Provided passage:
-=-=-

NCSA's computing resources, including the iForge system, a system with over 120 Dell Servers designed specifically for industrial use is a valuable platform for industrial power users to maximize productivity. The Moab intelligence engine is used to, automate, and self-optimize IT workloads, resources, and services in large, complex heterogeneous computing environments. This 22-teraflop high-performance computing cluster is used by NCSA's Private Sector Program, which leases time on iForge in a cloud-like fashion to some of the biggest names in the industry, household names like Boeing, BP, Caterpillar, John Deere, Nokia Siemens Networks, Procter & Gamble and Rolls-Royce.
NCSA's computing future is based on Blue Waters, the first open-access system tasked to achieve a petaflops or higher performance on a wide variety of applications. Blue Waters is a 25,000-node Cray system that will bring together government, university and industry collaboration. The system will not just crunch numbers but will deal with the growth in big data and data analytics.
Merle related a recent user experience and the value of HPC to the private sector. A small radiator supplier for one of the largest automotive companies needed to develop a new radiator. Under their existing environment this would take several days to complete. NCSA set the company up with access to iForge and access to licenses for thermal and CFD ISV codes. The same design now ran in a few hours, a significant difference. Everyone wins in this scenario. However, despite this huge performance improvement the engineering team was able to see that they could do an even better with the design given the horsepower now available, including 3D modeling. The end result was a redesign radiator that would be quicker to manufacture and provide better performance in the vehicle all in less time compared to doing the same design over and over again. This would not have been possible for this small company, as they neither had the hardware resources, application expertise or the dollars needed to do the work in a non-cloud environment.
Final key messages from Merle included the need for more collaboration and joint ventures between HPC community and commercial end users – joint ventures critical to going forward.

-=-=-

Record excerpts:
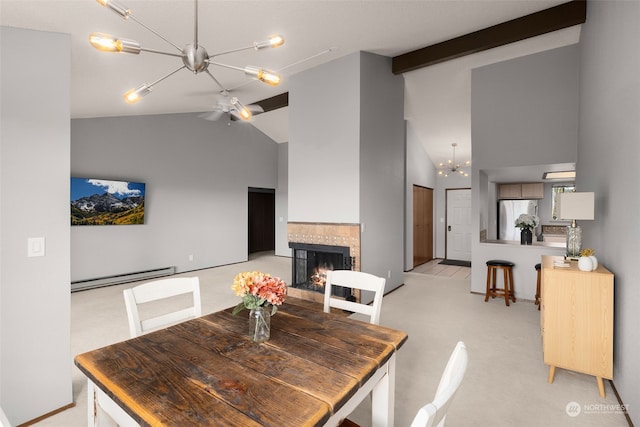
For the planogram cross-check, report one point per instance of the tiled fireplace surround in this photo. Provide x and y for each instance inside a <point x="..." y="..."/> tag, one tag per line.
<point x="329" y="234"/>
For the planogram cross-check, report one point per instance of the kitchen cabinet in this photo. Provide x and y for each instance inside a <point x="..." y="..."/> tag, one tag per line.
<point x="577" y="319"/>
<point x="527" y="190"/>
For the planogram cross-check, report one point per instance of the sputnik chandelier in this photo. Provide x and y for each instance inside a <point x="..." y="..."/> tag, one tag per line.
<point x="194" y="57"/>
<point x="451" y="166"/>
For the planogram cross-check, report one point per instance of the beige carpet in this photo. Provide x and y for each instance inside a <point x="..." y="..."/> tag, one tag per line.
<point x="506" y="382"/>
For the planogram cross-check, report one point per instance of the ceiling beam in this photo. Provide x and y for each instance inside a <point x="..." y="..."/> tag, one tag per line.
<point x="275" y="102"/>
<point x="548" y="20"/>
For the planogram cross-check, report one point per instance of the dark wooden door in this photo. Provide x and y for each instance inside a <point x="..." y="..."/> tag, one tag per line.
<point x="262" y="220"/>
<point x="422" y="225"/>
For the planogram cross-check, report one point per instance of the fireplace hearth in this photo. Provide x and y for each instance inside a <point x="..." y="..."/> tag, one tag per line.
<point x="310" y="262"/>
<point x="318" y="247"/>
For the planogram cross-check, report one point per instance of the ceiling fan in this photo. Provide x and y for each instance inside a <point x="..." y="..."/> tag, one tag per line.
<point x="231" y="108"/>
<point x="194" y="58"/>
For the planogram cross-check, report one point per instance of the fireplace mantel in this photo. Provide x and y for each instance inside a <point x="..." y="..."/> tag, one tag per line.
<point x="327" y="233"/>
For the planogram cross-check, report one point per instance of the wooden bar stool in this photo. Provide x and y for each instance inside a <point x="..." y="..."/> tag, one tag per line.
<point x="537" y="302"/>
<point x="493" y="291"/>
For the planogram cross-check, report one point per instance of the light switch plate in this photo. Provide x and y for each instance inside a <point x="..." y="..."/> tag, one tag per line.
<point x="35" y="246"/>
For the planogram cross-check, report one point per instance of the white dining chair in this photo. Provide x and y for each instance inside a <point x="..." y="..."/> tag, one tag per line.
<point x="4" y="421"/>
<point x="434" y="414"/>
<point x="355" y="280"/>
<point x="161" y="290"/>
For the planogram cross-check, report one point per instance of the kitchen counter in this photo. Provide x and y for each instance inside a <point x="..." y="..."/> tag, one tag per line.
<point x="553" y="244"/>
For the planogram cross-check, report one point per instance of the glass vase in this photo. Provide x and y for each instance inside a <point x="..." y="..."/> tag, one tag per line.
<point x="526" y="237"/>
<point x="259" y="324"/>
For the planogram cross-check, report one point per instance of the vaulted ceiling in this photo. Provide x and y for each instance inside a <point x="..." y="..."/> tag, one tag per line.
<point x="436" y="97"/>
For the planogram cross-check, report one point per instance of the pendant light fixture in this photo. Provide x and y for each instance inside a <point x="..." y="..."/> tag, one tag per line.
<point x="452" y="167"/>
<point x="194" y="56"/>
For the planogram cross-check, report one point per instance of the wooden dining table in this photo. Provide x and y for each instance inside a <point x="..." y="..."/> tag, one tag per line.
<point x="314" y="370"/>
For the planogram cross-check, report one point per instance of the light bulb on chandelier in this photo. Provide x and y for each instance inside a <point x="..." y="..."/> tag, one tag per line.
<point x="194" y="56"/>
<point x="452" y="167"/>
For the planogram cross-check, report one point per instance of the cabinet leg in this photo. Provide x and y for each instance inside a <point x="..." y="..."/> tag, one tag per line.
<point x="600" y="386"/>
<point x="552" y="373"/>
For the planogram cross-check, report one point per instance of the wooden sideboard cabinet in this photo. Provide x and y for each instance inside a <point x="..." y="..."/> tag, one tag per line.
<point x="577" y="320"/>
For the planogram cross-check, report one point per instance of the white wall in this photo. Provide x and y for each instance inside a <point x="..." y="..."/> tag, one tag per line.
<point x="324" y="148"/>
<point x="35" y="360"/>
<point x="608" y="155"/>
<point x="346" y="155"/>
<point x="197" y="175"/>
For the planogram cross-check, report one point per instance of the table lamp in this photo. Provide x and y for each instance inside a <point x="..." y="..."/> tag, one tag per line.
<point x="575" y="206"/>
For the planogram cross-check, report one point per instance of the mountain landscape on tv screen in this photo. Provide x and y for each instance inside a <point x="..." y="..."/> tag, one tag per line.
<point x="105" y="209"/>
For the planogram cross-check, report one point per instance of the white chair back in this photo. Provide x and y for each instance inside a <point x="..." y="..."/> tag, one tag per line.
<point x="435" y="413"/>
<point x="4" y="421"/>
<point x="355" y="280"/>
<point x="159" y="290"/>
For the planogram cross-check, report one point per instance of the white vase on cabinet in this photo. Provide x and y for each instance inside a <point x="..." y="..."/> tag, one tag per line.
<point x="585" y="264"/>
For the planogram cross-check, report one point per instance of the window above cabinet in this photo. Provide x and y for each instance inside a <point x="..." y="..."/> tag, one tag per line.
<point x="523" y="190"/>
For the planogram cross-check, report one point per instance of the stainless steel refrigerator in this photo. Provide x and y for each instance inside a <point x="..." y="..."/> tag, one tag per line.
<point x="508" y="212"/>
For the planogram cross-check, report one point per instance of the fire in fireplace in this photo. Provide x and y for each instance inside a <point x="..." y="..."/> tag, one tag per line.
<point x="311" y="262"/>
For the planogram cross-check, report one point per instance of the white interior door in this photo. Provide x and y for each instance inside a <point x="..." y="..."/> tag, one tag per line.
<point x="458" y="245"/>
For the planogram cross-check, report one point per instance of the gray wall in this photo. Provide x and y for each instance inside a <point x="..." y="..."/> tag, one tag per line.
<point x="282" y="197"/>
<point x="608" y="155"/>
<point x="524" y="112"/>
<point x="197" y="175"/>
<point x="346" y="154"/>
<point x="382" y="169"/>
<point x="422" y="172"/>
<point x="35" y="360"/>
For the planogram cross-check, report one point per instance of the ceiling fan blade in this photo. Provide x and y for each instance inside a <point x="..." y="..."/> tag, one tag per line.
<point x="211" y="116"/>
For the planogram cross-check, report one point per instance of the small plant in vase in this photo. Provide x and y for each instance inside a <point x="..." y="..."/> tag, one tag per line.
<point x="587" y="260"/>
<point x="526" y="223"/>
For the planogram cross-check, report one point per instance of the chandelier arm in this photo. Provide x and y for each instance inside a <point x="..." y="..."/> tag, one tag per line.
<point x="195" y="24"/>
<point x="155" y="32"/>
<point x="233" y="67"/>
<point x="232" y="51"/>
<point x="308" y="58"/>
<point x="159" y="52"/>
<point x="167" y="75"/>
<point x="216" y="80"/>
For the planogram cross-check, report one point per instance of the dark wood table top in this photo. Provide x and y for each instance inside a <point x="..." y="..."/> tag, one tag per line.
<point x="206" y="371"/>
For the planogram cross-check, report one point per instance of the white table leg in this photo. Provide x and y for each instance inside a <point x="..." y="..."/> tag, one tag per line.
<point x="383" y="397"/>
<point x="103" y="411"/>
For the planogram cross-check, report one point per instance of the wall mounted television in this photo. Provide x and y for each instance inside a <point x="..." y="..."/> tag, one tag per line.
<point x="106" y="202"/>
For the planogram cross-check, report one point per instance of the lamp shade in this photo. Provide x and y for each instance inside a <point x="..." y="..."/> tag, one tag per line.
<point x="572" y="206"/>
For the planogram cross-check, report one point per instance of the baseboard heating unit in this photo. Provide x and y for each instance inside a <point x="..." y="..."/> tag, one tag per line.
<point x="81" y="285"/>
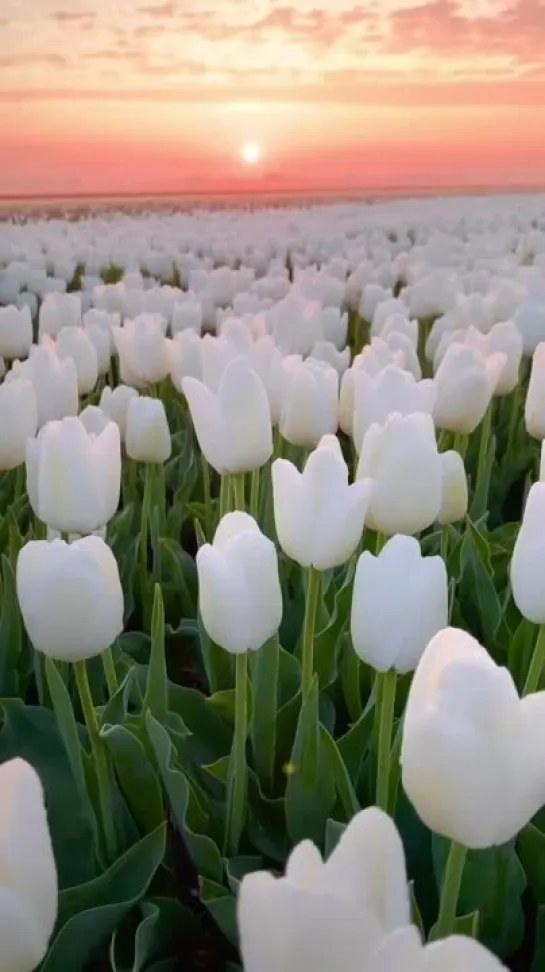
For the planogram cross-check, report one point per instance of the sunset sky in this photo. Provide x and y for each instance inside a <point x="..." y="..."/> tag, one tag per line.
<point x="106" y="96"/>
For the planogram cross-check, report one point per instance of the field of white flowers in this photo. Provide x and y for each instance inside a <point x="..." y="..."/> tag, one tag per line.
<point x="272" y="590"/>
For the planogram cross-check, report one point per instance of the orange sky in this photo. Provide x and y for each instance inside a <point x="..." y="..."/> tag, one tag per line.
<point x="106" y="96"/>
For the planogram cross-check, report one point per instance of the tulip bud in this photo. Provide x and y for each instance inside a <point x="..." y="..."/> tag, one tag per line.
<point x="18" y="421"/>
<point x="465" y="382"/>
<point x="528" y="561"/>
<point x="400" y="600"/>
<point x="142" y="350"/>
<point x="327" y="915"/>
<point x="327" y="352"/>
<point x="58" y="311"/>
<point x="148" y="434"/>
<point x="29" y="875"/>
<point x="75" y="343"/>
<point x="70" y="597"/>
<point x="93" y="419"/>
<point x="534" y="411"/>
<point x="114" y="402"/>
<point x="392" y="390"/>
<point x="310" y="402"/>
<point x="15" y="332"/>
<point x="402" y="457"/>
<point x="73" y="478"/>
<point x="454" y="494"/>
<point x="240" y="598"/>
<point x="233" y="426"/>
<point x="464" y="724"/>
<point x="185" y="358"/>
<point x="319" y="517"/>
<point x="55" y="383"/>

-=-=-

Work to complete:
(A) Reproduce the NCSA passage from "Final key messages" down to "to going forward.".
(B) Answer these questions using the NCSA passage:
(i) How many Dell servers does the iForge system include?
(ii) How many nodes does the Blue Waters Cray system have?
(iii) How long did the radiator design take to complete in the supplier's existing environment?
(C) Name every company that the NCSA passage lists as a household name leasing time on iForge.
The material above comes from a source separate from the NCSA passage.

Per-task outputs:
(A)
Final key messages from Merle included the need for more collaboration and joint ventures between HPC community and commercial end users – joint ventures critical to going forward.

(B)
(i) Over 120
(ii) 25,000
(iii) Several days

(C) Boeing, BP, Caterpillar, John Deere, Nokia Siemens Networks, Procter & Gamble, Rolls-Royce